• What the task asks: Include in the output exactly the lines from the opening of the data through the line containing "A point belongs on each instance of the lavender flower.", and nothing more.

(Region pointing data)
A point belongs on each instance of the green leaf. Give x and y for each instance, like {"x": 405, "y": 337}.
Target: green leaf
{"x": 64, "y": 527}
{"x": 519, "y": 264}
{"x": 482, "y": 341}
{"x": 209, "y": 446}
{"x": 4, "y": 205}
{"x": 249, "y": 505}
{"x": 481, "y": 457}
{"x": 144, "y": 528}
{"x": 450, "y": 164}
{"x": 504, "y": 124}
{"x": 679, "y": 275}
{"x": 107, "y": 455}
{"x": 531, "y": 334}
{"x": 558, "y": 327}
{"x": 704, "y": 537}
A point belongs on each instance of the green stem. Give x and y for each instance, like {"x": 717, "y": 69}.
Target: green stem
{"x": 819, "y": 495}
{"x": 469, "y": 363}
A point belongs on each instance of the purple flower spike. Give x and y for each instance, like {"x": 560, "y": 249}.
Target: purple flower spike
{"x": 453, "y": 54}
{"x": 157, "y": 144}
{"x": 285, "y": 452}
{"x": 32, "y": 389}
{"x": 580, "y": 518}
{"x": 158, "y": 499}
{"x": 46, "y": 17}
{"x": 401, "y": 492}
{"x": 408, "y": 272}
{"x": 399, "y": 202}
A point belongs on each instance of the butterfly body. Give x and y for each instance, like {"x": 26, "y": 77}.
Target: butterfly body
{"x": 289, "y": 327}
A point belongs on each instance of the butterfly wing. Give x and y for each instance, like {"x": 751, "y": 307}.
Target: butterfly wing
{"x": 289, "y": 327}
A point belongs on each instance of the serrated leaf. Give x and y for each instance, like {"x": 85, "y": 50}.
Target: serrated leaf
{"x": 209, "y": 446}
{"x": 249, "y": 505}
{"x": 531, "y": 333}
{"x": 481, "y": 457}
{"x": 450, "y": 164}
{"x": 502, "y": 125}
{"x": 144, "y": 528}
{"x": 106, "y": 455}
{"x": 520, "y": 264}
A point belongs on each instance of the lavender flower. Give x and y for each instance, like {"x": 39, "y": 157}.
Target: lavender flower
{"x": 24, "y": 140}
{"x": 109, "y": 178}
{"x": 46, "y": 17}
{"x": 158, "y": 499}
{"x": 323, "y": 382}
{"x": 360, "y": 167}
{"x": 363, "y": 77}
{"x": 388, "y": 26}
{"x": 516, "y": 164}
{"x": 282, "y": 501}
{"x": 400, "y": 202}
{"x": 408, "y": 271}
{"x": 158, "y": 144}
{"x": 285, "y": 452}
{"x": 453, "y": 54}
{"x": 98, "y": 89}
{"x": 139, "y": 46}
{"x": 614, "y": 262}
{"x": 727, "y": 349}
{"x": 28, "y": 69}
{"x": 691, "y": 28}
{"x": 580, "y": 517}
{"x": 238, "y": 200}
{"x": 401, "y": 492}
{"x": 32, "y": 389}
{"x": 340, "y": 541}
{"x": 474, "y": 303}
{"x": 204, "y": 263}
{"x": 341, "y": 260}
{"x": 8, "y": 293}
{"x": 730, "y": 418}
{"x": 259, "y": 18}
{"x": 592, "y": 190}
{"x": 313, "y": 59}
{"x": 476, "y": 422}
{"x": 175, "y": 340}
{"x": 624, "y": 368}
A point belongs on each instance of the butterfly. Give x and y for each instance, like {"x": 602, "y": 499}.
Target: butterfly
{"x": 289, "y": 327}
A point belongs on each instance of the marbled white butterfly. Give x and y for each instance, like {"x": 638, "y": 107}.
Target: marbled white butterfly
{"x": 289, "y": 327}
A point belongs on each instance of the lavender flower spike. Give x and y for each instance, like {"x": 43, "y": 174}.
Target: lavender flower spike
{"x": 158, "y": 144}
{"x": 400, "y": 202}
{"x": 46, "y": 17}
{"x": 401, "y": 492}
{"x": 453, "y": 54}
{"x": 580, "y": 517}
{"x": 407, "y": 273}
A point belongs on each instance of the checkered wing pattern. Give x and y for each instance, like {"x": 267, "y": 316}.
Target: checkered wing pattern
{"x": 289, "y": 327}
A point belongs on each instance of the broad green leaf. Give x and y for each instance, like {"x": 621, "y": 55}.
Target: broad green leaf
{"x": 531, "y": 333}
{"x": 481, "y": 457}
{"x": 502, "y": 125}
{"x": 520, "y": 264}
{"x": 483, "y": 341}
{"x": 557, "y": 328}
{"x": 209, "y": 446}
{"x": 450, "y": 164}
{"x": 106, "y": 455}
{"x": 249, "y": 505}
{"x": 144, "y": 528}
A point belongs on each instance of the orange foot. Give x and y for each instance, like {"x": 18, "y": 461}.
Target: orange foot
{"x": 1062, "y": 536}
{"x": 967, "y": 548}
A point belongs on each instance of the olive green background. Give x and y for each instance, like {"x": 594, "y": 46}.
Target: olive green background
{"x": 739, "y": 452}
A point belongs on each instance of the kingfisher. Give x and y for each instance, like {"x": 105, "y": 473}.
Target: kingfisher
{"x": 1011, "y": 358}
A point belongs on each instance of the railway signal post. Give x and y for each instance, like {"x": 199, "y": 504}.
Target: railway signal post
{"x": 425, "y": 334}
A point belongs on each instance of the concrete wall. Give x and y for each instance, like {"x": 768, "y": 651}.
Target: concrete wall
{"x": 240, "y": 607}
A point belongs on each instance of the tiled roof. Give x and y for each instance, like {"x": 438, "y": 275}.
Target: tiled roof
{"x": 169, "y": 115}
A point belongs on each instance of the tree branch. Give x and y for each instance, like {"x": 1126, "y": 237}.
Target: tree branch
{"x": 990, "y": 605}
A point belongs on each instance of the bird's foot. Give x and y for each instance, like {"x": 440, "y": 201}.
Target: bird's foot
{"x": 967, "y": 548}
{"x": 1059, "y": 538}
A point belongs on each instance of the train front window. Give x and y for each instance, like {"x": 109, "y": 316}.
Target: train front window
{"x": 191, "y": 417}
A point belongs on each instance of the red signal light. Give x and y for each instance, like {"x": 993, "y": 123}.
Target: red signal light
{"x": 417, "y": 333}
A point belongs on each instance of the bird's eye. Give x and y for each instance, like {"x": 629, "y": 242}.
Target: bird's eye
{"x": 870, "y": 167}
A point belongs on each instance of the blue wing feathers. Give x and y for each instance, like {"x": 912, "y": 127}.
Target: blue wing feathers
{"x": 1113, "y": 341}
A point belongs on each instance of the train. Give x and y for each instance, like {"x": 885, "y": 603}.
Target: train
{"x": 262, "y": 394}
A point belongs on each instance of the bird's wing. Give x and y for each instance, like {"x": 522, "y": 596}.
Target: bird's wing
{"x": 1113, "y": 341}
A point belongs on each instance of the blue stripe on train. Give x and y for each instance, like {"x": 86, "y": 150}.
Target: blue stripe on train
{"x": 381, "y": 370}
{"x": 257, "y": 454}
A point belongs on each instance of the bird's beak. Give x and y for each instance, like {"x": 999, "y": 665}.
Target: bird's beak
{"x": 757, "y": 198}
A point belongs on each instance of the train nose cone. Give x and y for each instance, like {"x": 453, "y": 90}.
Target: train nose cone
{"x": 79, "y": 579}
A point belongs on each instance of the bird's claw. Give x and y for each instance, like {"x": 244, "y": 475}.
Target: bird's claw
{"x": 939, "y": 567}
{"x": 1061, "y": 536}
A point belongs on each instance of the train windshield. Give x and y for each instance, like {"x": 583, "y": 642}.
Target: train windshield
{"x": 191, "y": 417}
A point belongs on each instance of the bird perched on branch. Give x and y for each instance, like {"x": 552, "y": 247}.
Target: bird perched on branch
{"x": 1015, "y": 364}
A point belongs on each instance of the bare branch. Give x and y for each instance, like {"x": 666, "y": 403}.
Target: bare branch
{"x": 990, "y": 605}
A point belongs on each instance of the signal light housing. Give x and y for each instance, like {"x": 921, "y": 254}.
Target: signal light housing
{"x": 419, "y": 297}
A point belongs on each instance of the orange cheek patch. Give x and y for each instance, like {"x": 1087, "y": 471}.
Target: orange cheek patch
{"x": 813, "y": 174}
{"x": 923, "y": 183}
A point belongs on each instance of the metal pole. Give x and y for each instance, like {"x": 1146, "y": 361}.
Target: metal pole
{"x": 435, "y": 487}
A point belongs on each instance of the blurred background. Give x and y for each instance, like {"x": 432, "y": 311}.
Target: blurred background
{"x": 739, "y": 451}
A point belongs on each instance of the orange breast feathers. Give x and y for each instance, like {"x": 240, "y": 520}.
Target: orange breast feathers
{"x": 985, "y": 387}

• Task response:
A point belongs on each instance of the green leaf. Give x and y for each instance, like {"x": 405, "y": 337}.
Target: green leaf
{"x": 64, "y": 527}
{"x": 519, "y": 264}
{"x": 482, "y": 341}
{"x": 209, "y": 446}
{"x": 4, "y": 205}
{"x": 249, "y": 505}
{"x": 481, "y": 457}
{"x": 144, "y": 528}
{"x": 450, "y": 164}
{"x": 504, "y": 124}
{"x": 679, "y": 275}
{"x": 107, "y": 455}
{"x": 531, "y": 334}
{"x": 558, "y": 327}
{"x": 704, "y": 537}
A point belongs on each instance of the green stem. Give x and y for each instance, like {"x": 717, "y": 69}.
Target: green stem
{"x": 819, "y": 495}
{"x": 469, "y": 363}
A point belongs on each instance of the purple flower spike. Give x and y for each instance, like {"x": 560, "y": 249}.
Target: purple flower spike
{"x": 453, "y": 54}
{"x": 157, "y": 144}
{"x": 285, "y": 452}
{"x": 32, "y": 389}
{"x": 580, "y": 518}
{"x": 158, "y": 499}
{"x": 46, "y": 17}
{"x": 401, "y": 492}
{"x": 408, "y": 272}
{"x": 399, "y": 202}
A point belongs on each instance of the butterfly body. Give x and y for each instance, like {"x": 26, "y": 77}.
Target: butterfly body
{"x": 289, "y": 327}
A point belongs on each instance of the butterfly wing. Give x and y for each instance, like {"x": 751, "y": 307}.
Target: butterfly wing
{"x": 289, "y": 327}
A point belongs on each instance of the serrated leaf. Give x and y for each instance, like {"x": 85, "y": 50}.
Target: serrated leaf
{"x": 209, "y": 446}
{"x": 249, "y": 505}
{"x": 531, "y": 333}
{"x": 481, "y": 457}
{"x": 450, "y": 164}
{"x": 502, "y": 125}
{"x": 144, "y": 528}
{"x": 106, "y": 455}
{"x": 520, "y": 264}
A point belongs on each instance of the lavender flower. Give x and y for each instance, like {"x": 39, "y": 157}.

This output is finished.